_Exercise details_: All entries below are to be set down again exactly as given.

_Given data_:
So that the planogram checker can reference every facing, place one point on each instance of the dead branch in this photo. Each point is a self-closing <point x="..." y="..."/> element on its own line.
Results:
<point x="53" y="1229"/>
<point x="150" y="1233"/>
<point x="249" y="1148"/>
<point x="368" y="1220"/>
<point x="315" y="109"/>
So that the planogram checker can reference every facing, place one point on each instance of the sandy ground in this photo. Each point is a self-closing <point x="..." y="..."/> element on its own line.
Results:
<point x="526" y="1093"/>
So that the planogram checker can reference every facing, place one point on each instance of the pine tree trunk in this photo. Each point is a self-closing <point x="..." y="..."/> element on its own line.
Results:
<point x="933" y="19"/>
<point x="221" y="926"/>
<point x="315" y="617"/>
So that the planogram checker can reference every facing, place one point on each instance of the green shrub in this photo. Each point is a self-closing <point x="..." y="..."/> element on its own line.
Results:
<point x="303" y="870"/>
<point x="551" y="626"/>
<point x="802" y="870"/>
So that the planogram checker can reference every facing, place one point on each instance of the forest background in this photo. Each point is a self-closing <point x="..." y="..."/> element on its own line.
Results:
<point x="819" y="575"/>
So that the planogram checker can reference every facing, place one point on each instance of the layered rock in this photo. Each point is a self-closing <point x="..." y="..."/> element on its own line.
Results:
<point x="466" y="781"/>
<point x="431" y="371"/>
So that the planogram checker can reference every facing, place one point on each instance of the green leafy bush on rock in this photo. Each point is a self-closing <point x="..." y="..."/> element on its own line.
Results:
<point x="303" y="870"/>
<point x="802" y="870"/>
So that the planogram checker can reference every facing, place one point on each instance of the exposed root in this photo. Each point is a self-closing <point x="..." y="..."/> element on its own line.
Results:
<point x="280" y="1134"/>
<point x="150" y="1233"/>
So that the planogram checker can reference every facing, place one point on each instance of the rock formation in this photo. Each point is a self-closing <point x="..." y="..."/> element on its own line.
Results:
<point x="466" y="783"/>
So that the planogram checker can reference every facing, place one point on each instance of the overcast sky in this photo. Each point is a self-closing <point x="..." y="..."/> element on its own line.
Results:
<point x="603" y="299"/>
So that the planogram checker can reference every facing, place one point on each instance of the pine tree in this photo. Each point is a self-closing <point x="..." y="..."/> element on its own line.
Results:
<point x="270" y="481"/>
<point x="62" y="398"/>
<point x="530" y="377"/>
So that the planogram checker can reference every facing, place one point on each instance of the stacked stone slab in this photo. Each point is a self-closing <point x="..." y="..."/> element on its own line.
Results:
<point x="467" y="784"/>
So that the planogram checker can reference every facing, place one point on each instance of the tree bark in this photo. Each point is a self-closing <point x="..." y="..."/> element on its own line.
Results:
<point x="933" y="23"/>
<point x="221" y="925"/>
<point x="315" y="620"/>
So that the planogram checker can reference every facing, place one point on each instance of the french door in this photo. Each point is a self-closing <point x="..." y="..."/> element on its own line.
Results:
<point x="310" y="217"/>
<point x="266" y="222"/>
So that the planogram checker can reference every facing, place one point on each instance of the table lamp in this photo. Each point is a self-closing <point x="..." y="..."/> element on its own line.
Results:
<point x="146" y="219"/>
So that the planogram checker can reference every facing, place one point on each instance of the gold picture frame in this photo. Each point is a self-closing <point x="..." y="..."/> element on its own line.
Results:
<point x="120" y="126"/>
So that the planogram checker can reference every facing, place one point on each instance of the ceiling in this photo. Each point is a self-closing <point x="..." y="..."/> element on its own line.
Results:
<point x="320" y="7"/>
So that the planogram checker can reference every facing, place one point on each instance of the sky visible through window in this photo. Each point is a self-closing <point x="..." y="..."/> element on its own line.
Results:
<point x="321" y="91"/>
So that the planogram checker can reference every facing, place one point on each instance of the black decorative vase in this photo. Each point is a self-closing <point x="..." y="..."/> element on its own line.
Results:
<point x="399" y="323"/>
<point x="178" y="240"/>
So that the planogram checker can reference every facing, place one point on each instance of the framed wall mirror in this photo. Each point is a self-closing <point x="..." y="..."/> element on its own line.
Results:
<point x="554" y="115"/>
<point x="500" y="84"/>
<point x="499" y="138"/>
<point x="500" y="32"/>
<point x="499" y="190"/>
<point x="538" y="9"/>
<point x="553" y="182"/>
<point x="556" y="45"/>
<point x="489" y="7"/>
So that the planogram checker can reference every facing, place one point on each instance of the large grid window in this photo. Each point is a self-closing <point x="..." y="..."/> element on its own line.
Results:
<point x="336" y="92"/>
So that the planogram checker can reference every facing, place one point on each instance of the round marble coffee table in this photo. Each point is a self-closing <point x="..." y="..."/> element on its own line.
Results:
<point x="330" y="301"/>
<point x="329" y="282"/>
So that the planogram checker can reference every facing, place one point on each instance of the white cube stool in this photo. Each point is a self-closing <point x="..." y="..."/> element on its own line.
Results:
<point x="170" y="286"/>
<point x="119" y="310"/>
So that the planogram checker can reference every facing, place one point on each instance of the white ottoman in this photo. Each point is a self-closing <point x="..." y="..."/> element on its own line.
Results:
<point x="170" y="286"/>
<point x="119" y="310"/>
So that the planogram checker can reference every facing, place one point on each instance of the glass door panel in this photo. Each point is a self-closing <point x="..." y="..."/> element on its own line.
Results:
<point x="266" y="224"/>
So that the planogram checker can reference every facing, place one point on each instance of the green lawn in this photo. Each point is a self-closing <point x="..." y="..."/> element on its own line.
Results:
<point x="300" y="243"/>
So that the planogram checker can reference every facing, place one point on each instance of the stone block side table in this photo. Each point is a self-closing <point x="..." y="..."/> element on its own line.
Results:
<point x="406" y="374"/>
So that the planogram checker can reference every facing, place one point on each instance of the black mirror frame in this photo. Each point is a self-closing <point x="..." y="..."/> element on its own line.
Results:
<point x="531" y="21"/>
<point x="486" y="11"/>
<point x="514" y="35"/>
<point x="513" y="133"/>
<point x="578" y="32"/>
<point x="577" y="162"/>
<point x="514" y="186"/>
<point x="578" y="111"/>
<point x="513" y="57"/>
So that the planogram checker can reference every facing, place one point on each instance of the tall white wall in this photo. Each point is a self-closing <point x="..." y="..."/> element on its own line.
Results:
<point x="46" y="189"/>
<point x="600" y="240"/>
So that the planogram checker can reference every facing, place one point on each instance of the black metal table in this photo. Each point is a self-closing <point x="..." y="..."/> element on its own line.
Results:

_Answer to the exercise_:
So that the planogram checker can reference every facing, place one point on each instance of the dead branch in this photo. Each point is a self-closing <point x="..." y="..."/> element on its own line.
Results:
<point x="53" y="1229"/>
<point x="150" y="1233"/>
<point x="249" y="1148"/>
<point x="368" y="1220"/>
<point x="315" y="109"/>
So that the planogram checker can reference every facing, place one point on each instance of the sandy ground in this photo. Each point is a self-closing <point x="..." y="..."/> element on its own line.
Results:
<point x="526" y="1093"/>
So that the planogram checker can reference every facing, place one point on each instance of the pine tree trunk in this photo. Each point is a self-closing <point x="..." y="..."/> element on its own line.
Results:
<point x="933" y="19"/>
<point x="221" y="926"/>
<point x="315" y="617"/>
So that the planogram checker can reference every facing, place one point on each instance of the green shrub in this photo. Each point is a self-closing <point x="..." y="..."/> element on its own line.
Results:
<point x="303" y="870"/>
<point x="551" y="626"/>
<point x="802" y="870"/>
So that the planogram checker can reference every facing, place one point on each instance of the forest background in this photo. Each point is a self-closing <point x="..." y="..."/> element on its own line.
Results:
<point x="819" y="575"/>
So that the planogram checker can reference every facing, place one point on each instance of the layered rock in this photo. Each point is a self-closing <point x="..." y="..."/> element on its own line.
Results:
<point x="466" y="781"/>
<point x="431" y="371"/>
So that the planogram checker can reference every facing, place one point on each instance of the green leafy bush on rock in this photo. Each point is a self-closing <point x="..." y="..."/> element on its own line.
Results:
<point x="303" y="870"/>
<point x="802" y="870"/>
So that the planogram checker can reference every facing, place one point on each instance of the exposed root in this photo. Each point is a self-closing <point x="..." y="..."/> element on its own line.
Results:
<point x="280" y="1134"/>
<point x="150" y="1233"/>
So that the planogram checker can reference every facing, place one point on each instance of the rock formation in this photo. Each point is a self-closing <point x="..." y="..."/> element on its own line.
Results:
<point x="466" y="783"/>
So that the planogram checker can reference every facing, place one point on each instance of the overcast sky in this photo. Each point is a self-closing <point x="..." y="..."/> element on its own line.
Results:
<point x="603" y="299"/>
So that the planogram checker can reference every facing, place one point on each instance of the pine tree in this photo. Each point is a self-closing <point x="..." y="..."/> element on its own line.
Results:
<point x="270" y="481"/>
<point x="62" y="398"/>
<point x="530" y="377"/>
So that the planogram checker can reference every facing, place one point on each instance of the stacked stone slab in this photo. Each point is a self-closing <point x="..." y="..."/> element on its own line.
Results:
<point x="467" y="784"/>
So that the planogram checker can reference every facing, place one point on each instance of the tree bark in this photo. Each point is a self-closing <point x="..." y="..."/> element on its own line.
Results:
<point x="933" y="23"/>
<point x="221" y="925"/>
<point x="315" y="620"/>
So that the planogram checker can reference every facing, place one point on each instance of the french door in this photo. Each point is a self-closing <point x="..." y="..."/> element on its own line.
Results:
<point x="310" y="217"/>
<point x="266" y="222"/>
So that the planogram checker can reference every facing, place one point on each instance of the table lamp in this photo. Each point is a self-closing <point x="..." y="..."/> element on its own line.
Results:
<point x="146" y="219"/>
So that the planogram checker can reference every facing, place one point on each instance of the gold picture frame in this photo. Each point is a self-closing <point x="..." y="..."/> element on its own line.
Results:
<point x="120" y="126"/>
So that the planogram checker can reference every facing, place one point on each instance of the ceiling in this photo. Each point is a self-closing <point x="..." y="..."/> element on its own line.
Results:
<point x="320" y="7"/>
So that the planogram checker can reference every facing, place one point on each instance of the sky visible through window in this photo. Each point is a self-closing <point x="..." y="..."/> element on its own line.
Results:
<point x="321" y="91"/>
So that the planogram checker can reference every facing, place one point on each instance of the black decorative vase in this photo. Each point is a self-closing <point x="..." y="..."/> element on its own line.
Results:
<point x="399" y="323"/>
<point x="178" y="240"/>
So that the planogram checker can reference every facing, place one point on each instance of the framed wall mirror in this photo. Each point is a self-closing <point x="..." y="..."/> element on its own line.
Results:
<point x="554" y="115"/>
<point x="500" y="84"/>
<point x="499" y="138"/>
<point x="500" y="32"/>
<point x="499" y="190"/>
<point x="538" y="9"/>
<point x="553" y="182"/>
<point x="556" y="45"/>
<point x="489" y="7"/>
So that the planogram checker can reference every facing, place one point on each instance of the large grid window in this photo. Each point is a self-closing <point x="..." y="..."/> element on its own line.
Results:
<point x="336" y="92"/>
So that the planogram checker can reference every facing, place one point on each instance of the round marble coffee table in this photo. Each point is a self-closing <point x="..." y="..."/> element on its own line.
Results:
<point x="330" y="301"/>
<point x="329" y="282"/>
So that the planogram checker can reference every facing, place one point on each instance of the white cube stool in this photo. Each point is a self-closing <point x="..." y="..."/> element on its own line.
Results:
<point x="170" y="286"/>
<point x="119" y="310"/>
So that the planogram checker can reference every facing, place one point on each instance of the white ottoman in this photo. Each point is a self-closing <point x="..." y="..."/> element on its own line.
Results:
<point x="170" y="286"/>
<point x="119" y="310"/>
So that the planogram checker can reference every facing, place one point on each instance of the glass door panel in this photo. Each point is a self-closing <point x="..." y="..."/> element on its own line.
Results:
<point x="266" y="224"/>
So that the planogram checker can reference every facing, place one point on each instance of the green lawn in this photo. Each point is a self-closing <point x="..." y="..."/> element on its own line.
Results:
<point x="300" y="243"/>
So that the planogram checker can reference every facing, place one point on each instance of the stone block side table in this photo. Each point is a self-closing <point x="..." y="..."/> element on its own line.
Results:
<point x="406" y="374"/>
So that the planogram checker can reference every facing, place one point on each instance of the black mirror frame in this photo. Each point is a self-closing <point x="..." y="..."/> element on its own line.
Results:
<point x="531" y="21"/>
<point x="486" y="11"/>
<point x="514" y="35"/>
<point x="513" y="133"/>
<point x="578" y="32"/>
<point x="577" y="162"/>
<point x="514" y="186"/>
<point x="578" y="111"/>
<point x="513" y="57"/>
So that the planogram checker can reference every facing, place one point on each instance of the tall white wall in this photo. Each point is a self-closing <point x="..." y="..."/> element on its own line.
Results:
<point x="46" y="189"/>
<point x="600" y="240"/>
So that the planogram checker can reference every facing, place one point on each instance of the black metal table in this photo. Each point is a self-closing <point x="..." y="..."/> element on its own line.
Results:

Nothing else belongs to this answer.